Written task 1: Translate this sentence from the Kymberly Herrin biography below into French: "She was of French, Swedish and Filipino descent and graduated from Santa Barbara Senior High School in 1975."

Study text:
•••

- Born: Kymberly Ellen Herrin October 2, 1957 Santa Barbara County, California, U.S.
- Died: October 28, 2022 (aged 65) Santa Barbara, California, U.S.
- Occupations: Actress, model
- Years active: 1981–1990
- Known for: Ghostbusters (1984)

= Kymberly Herrin =

American actress, model and Playboy Playmate (1957-2022)

Kymberly Ellen Herrin (October 2, 1957 – October 28, 2022) was an American actress, model, and Playboy Playmate. She was best known for her role as the "Dream Ghost" in Ghostbusters (1984) and for appearances in films like Romancing the Stone (1984) and Beverly Hills Cop II (1987). Herrin also appeared in the music video for ZZ Top's song "Legs".

== Early life ==
Herrin was born in Santa Barbara County, California, on October 2, 1957. She was of French, Swedish and Filipino descent and graduated from Santa Barbara Senior High School in 1975. She lived most of her life in Santa Barbara.

== Career ==
=== Modeling ===
Herrin was chosen as Playboy magazine's Playmate of the Month for March 1981. Her centerfold was photographed by Arny Freytag. She later appeared on the magazine's covers in September 1982 and September 1983. In addition to her work for Playboy, she modelled for various fashion and swimwear brands, including Ralph Lauren.

•••

Task input:
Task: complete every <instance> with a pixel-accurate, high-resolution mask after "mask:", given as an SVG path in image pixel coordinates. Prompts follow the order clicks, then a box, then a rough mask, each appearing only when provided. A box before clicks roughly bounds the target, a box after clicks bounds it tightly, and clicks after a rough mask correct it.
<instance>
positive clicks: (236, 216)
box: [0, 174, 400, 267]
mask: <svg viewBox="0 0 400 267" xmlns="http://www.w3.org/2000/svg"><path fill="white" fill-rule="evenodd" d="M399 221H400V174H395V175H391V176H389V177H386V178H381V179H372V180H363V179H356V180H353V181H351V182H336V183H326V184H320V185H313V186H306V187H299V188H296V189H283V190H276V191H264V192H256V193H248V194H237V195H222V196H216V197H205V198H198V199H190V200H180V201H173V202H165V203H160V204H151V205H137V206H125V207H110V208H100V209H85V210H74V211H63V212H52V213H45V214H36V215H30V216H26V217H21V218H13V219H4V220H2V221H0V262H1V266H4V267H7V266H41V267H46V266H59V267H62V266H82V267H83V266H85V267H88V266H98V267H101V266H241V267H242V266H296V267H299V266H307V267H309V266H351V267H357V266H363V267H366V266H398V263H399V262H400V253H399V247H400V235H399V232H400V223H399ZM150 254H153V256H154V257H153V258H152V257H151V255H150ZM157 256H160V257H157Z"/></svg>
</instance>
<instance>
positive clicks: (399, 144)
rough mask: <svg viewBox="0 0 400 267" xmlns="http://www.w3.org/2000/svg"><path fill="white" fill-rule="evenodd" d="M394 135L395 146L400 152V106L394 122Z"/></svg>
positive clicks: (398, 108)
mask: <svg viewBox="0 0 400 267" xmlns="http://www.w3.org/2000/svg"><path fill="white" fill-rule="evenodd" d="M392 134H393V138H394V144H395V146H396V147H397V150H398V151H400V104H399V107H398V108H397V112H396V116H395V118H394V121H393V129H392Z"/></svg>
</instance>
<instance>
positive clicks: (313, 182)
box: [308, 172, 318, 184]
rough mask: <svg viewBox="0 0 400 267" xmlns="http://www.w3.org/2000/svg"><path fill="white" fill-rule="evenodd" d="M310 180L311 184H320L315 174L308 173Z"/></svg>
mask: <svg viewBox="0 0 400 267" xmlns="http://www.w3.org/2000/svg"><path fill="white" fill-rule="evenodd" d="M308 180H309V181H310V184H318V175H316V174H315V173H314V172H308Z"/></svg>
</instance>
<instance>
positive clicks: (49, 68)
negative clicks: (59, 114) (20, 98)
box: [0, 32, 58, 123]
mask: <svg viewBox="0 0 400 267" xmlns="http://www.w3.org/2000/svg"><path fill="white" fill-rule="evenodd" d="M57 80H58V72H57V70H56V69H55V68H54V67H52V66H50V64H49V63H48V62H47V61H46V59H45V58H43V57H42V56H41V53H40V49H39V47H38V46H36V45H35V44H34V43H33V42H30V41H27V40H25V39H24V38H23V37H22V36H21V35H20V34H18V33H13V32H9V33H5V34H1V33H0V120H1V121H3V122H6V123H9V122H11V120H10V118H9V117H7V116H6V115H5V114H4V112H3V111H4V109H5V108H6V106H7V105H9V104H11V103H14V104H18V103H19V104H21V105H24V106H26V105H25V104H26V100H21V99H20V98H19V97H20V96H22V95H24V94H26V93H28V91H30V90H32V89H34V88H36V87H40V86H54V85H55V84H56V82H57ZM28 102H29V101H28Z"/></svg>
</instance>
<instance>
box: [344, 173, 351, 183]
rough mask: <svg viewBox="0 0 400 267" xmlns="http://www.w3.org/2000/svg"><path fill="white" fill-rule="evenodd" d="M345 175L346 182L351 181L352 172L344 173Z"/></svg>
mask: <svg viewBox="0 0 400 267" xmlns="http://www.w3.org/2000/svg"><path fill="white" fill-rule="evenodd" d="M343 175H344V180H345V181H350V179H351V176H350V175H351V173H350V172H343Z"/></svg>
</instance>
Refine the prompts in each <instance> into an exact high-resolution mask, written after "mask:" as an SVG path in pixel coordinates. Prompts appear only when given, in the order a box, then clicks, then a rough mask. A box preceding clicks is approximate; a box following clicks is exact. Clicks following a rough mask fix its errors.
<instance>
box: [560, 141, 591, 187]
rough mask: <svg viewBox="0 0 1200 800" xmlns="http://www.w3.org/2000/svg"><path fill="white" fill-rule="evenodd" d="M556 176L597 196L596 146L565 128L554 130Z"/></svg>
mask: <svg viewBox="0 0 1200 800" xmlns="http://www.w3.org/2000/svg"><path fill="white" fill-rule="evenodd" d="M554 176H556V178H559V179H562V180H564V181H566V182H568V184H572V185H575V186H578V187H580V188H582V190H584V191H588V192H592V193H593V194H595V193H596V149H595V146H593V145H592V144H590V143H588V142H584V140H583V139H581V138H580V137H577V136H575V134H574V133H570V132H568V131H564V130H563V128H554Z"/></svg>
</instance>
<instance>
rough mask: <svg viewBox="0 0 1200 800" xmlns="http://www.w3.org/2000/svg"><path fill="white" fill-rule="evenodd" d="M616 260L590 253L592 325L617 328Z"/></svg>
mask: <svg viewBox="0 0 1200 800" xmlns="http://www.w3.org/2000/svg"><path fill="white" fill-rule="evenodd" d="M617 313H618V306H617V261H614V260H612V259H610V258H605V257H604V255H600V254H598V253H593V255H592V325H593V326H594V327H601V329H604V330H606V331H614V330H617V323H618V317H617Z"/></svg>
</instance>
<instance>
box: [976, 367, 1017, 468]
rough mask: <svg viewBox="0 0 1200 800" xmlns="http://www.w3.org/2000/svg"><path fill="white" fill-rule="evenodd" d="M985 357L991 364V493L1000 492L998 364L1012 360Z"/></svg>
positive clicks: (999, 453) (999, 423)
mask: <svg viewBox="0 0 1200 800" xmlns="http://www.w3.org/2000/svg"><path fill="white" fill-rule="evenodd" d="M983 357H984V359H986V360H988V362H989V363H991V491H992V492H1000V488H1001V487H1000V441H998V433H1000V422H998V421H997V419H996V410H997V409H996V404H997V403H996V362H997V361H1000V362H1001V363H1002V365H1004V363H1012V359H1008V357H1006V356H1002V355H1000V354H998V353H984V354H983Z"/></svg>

•••

Written task 2: Count the lines of the listing above that contain the word "given", and reply with that number alone.

Output 1: Elle était d'origine française, suédoise et philippine et a obtenu son diplôme de la Santa Barbara Senior High School en 1975.

Output 2: 2